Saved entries
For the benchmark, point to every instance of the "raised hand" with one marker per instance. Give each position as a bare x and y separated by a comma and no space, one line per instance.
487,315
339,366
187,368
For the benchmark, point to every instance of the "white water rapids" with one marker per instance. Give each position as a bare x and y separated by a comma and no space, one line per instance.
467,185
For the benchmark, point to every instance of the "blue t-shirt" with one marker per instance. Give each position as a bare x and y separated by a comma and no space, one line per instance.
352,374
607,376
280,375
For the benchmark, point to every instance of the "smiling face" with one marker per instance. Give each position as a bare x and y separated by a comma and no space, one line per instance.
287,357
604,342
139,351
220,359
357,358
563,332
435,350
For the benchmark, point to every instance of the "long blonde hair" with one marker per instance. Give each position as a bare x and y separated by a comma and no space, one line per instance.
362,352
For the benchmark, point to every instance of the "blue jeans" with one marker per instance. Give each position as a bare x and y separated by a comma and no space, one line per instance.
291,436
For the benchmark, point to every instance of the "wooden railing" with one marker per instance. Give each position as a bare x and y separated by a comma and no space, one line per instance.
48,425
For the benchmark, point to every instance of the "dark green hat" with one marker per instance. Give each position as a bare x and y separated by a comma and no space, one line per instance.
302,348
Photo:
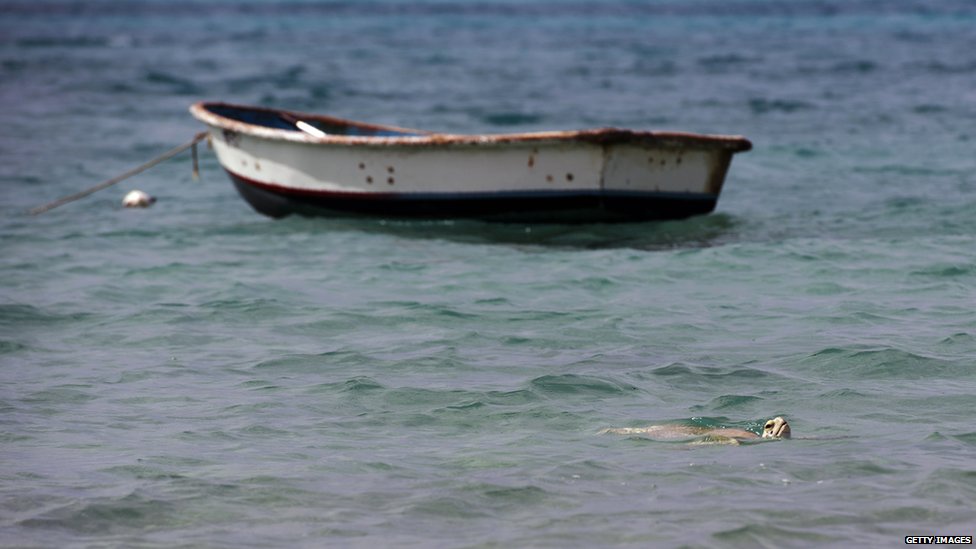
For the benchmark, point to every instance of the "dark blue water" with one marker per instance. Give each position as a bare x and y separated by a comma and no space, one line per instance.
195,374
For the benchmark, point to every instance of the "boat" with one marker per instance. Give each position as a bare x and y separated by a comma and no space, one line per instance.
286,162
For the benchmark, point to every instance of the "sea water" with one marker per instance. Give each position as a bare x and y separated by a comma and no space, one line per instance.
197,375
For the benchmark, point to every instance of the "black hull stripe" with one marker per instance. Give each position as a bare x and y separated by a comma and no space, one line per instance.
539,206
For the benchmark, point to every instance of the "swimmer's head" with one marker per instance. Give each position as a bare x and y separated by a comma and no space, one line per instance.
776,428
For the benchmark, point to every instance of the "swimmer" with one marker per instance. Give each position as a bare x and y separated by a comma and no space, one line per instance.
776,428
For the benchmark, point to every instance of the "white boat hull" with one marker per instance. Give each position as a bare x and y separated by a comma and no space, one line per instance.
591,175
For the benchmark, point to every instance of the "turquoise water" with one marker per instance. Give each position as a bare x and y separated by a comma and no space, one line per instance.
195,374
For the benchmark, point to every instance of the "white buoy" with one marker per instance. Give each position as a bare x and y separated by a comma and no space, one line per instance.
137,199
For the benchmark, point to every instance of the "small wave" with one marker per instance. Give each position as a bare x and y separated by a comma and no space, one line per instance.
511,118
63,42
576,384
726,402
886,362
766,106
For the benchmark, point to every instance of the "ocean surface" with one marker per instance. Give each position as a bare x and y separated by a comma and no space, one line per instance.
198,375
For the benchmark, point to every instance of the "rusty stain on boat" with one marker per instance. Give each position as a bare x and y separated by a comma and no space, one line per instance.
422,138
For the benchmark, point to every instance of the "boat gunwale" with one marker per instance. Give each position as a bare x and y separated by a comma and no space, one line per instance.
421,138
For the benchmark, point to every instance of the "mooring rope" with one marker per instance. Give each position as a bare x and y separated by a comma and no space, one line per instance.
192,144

> [Your objective]: Copy every record above exactly as written, but leave out the pictures.

> [The reply]:
For the benchmark, point to every instance of the "raised hand" with one marker per instance. Give each position as a bare x and y separated by a comma and no space, one line per instance.
487,315
339,366
187,368
For the benchmark, point to every instance of the "white water rapids" with one marker per instance. Give each position as a bare x and y separated by a comma and no space, one line per instance.
467,185
For the benchmark, point to every instance of the "blue t-shirt" with one marker per instance. Give each position as a bare x and y separated by a comma and no space, one line per instance.
352,374
607,376
280,375
For the benchmark, point to every instance of the "smiling face" with one marker per instance. Give each position as a bare x and y separated by a comma and no space, one line per instance.
287,357
604,342
139,351
220,359
357,358
563,332
435,350
For the benchmark, point to every instance of the "long blonde hair" with one marker per instance. Give each position as a bare x and y separated by a comma and no space, one line per instance.
362,352
For the benchmark, point to every instance of the "blue jeans" with one marker per instance. Give each position as a bare x and y separated by a comma and no space, one line per instance.
291,436
For the benchmark, point to every instance of the "wooden railing" with one marker per instance. Give each position as a bare x and y separated by a comma and no space, one line per instance.
48,425
For the benchmark, point to every instance of the "dark green hat" with one marker per instance. Give each position as a bare x and y separated by a comma and no space, one line per instance.
302,348
Photo:
For the benchmark, point to every instance of the "dark blue water" with one marker per instance. Give each position as a bare x and y separated by a comma and no space, one line per instance.
195,374
For the benchmark, point to every instance of the "boat" with one marker per instance. Give each position as a bare x and y separated by a comma and no space, one line per instance.
286,162
For the benchmark, point to every instance of the "sea water" with one marker per instance. Give each position as a bare x and y separated by a comma and no space, one line per instance.
197,375
For the benchmark, point to every instance of the "black hull stripe" with one marker per instance. Give each position as a bare x and y separated by a comma and no space, one line per instance.
539,206
For the benchmark, point to every instance of the "swimmer's head" with one marker per instance. Give each position as a bare x and y separated by a comma and no space, one line per instance.
776,428
For the benchmark, point to every instance of the "swimmer" with one marker per instance. Give each position as a bare x and y separated by a comma and no space, one line per instance.
776,428
For the benchmark, point to every instance of the "white boat hull" with one marker per instance. Give each position as a bare x and y separated by a comma and no space, one line per instance.
591,175
For the benchmark, point to every instance of the "turquoise water" with one marker per instance. Give each position as a bare x and y separated by a comma and no space, one line per instance.
195,374
For the benchmark, point to every instance of the "white buoy" with one marker per instance. Give each position as a bare x and y separated by a comma and no space, one line per instance.
137,199
For the benchmark, point to every instance of the "small wave" with one marker per instance. Give each position as a bare x and y separated by a comma and no space, one line per instance.
511,118
63,42
576,384
726,402
886,362
766,106
For the benchmark, point to every instance of the "ocean surface" with one marker per instance. Give each position as a bare x and y separated by a comma and no space, one line per instance.
198,375
For the benchmark, point to every instance of the "rusty stain on boat" with one marker per instance. Give each position as a bare x and y separated by a comma and no space, one line per instance.
422,138
For the benchmark, point to every instance of the "boat gunwale" with one marker per instance. Give each position as a bare x and y separated by a comma and no space, one line per instance.
421,138
For the benchmark, point to every instance of the "mooring rope" with one marker per instance. Give each position as a bare x and y separated by a comma and no space, one line per instance.
192,144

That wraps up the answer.